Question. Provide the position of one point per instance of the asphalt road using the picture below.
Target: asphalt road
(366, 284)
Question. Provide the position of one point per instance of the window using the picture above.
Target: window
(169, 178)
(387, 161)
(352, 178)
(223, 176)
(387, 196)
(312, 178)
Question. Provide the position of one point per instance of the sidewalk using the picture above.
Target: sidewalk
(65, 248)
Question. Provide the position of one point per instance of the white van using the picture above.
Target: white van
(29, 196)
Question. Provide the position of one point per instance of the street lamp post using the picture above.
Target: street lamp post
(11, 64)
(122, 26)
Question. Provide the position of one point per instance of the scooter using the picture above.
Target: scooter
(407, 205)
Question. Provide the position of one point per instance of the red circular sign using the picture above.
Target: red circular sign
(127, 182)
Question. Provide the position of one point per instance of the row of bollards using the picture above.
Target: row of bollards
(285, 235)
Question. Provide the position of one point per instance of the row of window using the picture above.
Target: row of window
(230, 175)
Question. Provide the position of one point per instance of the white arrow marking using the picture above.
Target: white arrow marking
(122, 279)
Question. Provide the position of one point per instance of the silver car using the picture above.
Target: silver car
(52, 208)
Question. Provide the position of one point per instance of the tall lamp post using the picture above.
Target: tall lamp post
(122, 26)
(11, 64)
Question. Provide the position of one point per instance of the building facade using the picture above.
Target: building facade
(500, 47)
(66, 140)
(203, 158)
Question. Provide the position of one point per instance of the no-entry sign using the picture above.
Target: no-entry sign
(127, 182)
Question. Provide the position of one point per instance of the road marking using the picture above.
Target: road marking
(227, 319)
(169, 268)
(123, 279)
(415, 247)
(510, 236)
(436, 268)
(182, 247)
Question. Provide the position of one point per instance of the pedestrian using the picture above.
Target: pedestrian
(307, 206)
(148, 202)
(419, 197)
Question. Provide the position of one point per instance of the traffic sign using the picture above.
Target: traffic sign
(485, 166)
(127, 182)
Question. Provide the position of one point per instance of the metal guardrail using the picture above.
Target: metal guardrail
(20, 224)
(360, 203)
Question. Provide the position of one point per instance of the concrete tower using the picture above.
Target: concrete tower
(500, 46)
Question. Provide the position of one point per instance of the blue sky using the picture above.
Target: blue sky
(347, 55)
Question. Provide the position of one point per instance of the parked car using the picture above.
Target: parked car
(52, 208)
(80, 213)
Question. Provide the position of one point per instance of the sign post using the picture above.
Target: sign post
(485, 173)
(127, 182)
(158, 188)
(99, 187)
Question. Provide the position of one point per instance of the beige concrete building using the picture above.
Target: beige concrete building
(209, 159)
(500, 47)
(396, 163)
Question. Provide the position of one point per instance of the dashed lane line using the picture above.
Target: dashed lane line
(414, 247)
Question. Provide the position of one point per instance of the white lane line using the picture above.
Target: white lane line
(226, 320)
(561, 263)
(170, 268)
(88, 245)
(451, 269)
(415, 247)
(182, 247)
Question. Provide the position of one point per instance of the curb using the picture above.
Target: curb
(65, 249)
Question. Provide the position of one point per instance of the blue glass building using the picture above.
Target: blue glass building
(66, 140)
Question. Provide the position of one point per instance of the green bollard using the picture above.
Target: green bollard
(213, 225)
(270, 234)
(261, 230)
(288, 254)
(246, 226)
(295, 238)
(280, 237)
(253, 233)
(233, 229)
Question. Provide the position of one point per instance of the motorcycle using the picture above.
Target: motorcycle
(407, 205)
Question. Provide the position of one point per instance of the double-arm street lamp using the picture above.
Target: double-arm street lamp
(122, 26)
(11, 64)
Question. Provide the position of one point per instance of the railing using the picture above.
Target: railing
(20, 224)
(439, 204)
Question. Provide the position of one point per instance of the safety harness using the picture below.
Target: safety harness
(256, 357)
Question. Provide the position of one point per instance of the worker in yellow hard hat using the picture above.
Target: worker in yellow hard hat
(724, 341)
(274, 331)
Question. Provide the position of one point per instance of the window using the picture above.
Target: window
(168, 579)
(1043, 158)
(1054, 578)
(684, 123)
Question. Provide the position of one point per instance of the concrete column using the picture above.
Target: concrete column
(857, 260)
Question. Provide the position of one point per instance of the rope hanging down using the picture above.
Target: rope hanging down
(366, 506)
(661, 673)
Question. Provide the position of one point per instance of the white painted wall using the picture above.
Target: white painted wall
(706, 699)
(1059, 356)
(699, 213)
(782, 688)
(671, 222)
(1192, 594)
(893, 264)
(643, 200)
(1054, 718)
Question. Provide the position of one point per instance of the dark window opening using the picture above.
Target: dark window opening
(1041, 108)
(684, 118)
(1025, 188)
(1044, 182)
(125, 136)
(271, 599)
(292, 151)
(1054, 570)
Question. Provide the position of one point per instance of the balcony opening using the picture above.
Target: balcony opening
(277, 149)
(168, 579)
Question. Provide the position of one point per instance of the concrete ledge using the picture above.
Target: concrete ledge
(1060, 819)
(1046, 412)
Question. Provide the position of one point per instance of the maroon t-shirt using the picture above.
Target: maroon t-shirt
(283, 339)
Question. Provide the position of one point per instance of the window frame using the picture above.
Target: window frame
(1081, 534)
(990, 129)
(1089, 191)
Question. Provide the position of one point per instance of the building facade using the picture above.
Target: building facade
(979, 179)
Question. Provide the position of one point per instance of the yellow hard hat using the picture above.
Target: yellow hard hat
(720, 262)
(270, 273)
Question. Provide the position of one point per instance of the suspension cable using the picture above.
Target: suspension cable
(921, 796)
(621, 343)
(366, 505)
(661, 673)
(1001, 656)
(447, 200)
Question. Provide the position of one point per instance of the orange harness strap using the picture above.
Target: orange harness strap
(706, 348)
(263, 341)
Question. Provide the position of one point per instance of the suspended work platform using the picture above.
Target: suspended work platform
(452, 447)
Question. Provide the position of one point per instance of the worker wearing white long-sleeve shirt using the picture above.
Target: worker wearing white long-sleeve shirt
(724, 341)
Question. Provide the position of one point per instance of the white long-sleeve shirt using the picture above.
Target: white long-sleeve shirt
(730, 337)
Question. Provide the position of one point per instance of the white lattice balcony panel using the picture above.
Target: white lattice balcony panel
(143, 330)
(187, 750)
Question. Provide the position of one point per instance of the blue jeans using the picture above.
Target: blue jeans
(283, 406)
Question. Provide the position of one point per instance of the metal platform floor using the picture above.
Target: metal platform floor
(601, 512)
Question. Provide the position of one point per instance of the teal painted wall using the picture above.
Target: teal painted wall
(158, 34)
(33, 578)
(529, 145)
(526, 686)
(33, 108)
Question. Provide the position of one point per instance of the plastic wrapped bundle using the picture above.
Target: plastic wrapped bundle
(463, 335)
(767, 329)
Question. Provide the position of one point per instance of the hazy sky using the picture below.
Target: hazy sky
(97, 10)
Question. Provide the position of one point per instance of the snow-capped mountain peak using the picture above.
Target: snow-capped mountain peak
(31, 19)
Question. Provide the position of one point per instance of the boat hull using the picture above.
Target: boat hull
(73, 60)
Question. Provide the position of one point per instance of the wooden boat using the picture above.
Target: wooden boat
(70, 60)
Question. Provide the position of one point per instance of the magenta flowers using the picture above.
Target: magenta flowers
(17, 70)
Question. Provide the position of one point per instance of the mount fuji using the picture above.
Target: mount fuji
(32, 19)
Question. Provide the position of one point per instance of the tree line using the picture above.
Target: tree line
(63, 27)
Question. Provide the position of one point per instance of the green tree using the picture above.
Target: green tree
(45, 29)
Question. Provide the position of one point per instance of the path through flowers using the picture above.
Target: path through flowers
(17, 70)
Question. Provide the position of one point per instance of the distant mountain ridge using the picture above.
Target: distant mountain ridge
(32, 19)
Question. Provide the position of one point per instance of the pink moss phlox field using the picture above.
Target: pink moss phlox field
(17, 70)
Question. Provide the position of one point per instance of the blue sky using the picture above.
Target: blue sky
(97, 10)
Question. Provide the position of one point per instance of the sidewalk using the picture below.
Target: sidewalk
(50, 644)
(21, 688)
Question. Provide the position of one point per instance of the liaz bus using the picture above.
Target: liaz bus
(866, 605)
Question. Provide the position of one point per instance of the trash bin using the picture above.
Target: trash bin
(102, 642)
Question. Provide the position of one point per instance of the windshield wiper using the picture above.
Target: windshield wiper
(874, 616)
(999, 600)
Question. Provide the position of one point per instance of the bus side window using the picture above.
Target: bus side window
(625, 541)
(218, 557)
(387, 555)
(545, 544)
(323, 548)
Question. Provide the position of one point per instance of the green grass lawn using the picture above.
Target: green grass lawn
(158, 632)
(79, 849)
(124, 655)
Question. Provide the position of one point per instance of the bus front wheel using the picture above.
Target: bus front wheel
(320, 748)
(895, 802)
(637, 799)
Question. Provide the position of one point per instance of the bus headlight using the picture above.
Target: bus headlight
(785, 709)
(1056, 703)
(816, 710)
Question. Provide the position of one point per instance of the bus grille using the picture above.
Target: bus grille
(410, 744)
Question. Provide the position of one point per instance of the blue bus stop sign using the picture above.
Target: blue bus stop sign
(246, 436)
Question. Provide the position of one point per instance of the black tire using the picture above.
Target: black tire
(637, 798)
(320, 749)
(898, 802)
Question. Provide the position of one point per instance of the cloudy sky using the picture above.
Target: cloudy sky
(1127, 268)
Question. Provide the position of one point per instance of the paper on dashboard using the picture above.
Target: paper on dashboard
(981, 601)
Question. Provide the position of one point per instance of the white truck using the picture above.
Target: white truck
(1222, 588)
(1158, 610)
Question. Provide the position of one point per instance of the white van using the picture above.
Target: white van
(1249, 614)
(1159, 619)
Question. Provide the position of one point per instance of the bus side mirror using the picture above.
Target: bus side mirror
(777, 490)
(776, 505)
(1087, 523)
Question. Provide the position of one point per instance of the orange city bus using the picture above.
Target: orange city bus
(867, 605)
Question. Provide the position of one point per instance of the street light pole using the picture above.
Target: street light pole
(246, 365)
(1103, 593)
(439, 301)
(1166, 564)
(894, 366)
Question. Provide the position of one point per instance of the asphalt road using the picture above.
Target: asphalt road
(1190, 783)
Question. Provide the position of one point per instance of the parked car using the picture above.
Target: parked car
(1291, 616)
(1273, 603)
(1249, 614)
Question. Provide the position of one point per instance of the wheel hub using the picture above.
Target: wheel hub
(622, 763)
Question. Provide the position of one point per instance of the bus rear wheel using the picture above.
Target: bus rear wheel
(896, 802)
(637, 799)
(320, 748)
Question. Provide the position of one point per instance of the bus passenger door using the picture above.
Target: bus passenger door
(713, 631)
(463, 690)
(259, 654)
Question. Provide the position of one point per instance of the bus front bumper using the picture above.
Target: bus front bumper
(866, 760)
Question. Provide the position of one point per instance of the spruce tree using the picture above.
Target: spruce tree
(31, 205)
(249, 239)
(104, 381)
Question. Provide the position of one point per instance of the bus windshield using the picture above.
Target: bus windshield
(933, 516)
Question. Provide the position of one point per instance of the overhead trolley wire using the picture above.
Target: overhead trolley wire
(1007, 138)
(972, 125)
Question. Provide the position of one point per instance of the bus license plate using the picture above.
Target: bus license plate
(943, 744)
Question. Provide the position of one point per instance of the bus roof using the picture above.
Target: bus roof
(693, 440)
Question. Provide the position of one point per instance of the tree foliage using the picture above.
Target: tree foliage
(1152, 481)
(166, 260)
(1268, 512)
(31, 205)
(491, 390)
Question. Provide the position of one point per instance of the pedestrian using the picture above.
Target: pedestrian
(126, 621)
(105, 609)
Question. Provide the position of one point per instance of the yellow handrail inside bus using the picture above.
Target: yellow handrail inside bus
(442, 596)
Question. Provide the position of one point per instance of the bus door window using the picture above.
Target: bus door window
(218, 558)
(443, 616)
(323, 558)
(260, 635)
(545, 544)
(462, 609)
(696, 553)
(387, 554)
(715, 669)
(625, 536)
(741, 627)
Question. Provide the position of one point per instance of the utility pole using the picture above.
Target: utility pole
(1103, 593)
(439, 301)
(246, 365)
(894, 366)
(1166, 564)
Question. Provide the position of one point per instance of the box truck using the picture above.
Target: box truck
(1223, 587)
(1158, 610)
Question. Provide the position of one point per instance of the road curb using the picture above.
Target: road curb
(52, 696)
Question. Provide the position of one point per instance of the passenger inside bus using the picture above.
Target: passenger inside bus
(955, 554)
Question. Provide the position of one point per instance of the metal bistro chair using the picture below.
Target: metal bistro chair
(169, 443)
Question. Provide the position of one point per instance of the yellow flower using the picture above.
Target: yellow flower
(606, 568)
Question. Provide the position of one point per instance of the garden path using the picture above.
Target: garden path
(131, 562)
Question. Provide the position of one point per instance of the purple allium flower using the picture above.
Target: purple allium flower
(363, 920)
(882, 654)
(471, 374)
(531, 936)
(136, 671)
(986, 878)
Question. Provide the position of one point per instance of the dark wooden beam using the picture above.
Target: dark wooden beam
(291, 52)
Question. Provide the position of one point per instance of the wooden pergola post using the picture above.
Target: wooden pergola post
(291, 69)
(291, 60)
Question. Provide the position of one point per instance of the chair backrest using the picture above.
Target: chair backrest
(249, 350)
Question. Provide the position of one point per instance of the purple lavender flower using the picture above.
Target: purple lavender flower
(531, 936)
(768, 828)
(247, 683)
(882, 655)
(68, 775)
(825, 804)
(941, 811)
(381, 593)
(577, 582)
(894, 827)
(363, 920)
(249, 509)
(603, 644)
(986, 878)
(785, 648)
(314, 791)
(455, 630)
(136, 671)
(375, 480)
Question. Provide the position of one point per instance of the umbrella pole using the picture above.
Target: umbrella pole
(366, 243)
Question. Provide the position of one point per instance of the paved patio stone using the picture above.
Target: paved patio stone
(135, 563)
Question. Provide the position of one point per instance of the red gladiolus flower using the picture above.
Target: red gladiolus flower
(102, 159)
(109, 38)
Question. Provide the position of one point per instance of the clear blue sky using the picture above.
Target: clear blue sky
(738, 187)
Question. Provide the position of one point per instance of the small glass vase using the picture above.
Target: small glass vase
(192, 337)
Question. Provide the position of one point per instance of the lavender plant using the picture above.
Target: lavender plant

» **WHAT IS EXPECTED**: In the listing above, find the line with "Target: cloudy sky" and the line with "mirror using the picture above."; set down exactly those two lines and every line between them, nothing more.

» **EXERCISE OUTPUT**:
Target: cloudy sky
(1127, 268)
Question. Provide the position of one point per instance of the paper on dashboard using the picture above.
Target: paper on dashboard
(981, 601)
Question. Provide the position of one point per instance of the white truck using the picture above.
Target: white truck
(1222, 588)
(1158, 610)
Question. Provide the position of one point per instance of the white van using the picture above.
Target: white van
(1249, 614)
(1159, 619)
Question. Provide the position of one point per instance of the bus side mirror using the picture above.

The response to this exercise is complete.